:: Material provided ::

__________

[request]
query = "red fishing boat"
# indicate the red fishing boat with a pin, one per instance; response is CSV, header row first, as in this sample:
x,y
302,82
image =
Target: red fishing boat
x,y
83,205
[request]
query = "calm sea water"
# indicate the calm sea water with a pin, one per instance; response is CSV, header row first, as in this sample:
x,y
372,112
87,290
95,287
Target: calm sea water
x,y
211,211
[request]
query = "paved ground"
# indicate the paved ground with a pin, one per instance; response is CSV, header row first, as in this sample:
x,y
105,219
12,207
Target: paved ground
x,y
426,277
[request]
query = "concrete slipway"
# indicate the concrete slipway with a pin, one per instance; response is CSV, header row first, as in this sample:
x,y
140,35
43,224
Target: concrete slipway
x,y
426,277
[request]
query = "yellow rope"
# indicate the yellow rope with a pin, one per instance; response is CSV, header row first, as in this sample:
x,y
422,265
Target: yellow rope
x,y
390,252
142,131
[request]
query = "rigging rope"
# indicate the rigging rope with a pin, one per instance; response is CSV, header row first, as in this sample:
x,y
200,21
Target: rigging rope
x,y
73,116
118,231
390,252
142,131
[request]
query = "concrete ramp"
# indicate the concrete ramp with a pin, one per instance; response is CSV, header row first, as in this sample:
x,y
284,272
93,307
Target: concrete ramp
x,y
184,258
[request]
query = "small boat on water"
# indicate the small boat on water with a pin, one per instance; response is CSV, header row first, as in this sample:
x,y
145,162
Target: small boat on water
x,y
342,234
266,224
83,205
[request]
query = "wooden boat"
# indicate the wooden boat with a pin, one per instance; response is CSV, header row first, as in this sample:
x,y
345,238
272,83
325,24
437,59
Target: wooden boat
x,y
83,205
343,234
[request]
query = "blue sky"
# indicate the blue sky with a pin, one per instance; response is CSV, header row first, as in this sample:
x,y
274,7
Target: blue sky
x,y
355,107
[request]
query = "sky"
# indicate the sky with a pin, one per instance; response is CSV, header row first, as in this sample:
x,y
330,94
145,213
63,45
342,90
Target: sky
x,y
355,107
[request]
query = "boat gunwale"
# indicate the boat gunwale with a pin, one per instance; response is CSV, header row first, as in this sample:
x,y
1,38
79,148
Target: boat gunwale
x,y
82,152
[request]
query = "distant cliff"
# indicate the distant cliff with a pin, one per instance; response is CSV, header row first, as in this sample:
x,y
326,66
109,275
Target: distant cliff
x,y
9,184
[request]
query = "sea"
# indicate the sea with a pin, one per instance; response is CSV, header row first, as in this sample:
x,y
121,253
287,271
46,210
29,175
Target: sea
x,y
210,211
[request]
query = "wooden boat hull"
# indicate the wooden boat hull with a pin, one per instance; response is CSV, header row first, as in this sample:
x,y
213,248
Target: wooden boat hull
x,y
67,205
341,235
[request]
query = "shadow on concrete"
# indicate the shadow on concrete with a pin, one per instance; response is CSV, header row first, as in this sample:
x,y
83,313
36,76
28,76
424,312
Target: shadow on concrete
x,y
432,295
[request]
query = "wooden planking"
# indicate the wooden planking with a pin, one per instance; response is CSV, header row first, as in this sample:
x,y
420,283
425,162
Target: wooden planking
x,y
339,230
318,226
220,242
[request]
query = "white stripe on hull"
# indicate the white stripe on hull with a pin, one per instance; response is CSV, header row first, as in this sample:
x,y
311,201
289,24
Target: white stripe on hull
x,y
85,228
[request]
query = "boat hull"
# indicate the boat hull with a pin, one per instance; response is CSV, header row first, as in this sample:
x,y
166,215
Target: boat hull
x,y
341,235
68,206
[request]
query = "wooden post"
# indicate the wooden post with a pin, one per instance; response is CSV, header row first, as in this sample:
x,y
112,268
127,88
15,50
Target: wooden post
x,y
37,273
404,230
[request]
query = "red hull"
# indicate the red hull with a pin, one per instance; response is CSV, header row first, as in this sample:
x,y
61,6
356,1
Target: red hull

__________

Which lines in the rows above contain the string "calm"? Copy each of those lines in full, and treat uppercase and lowercase as different.

:: Exercise response ::
query = "calm sea water"
# indicate the calm sea water with a pin, one per instance; response is CSV, header row first, as in this sample:
Target: calm sea water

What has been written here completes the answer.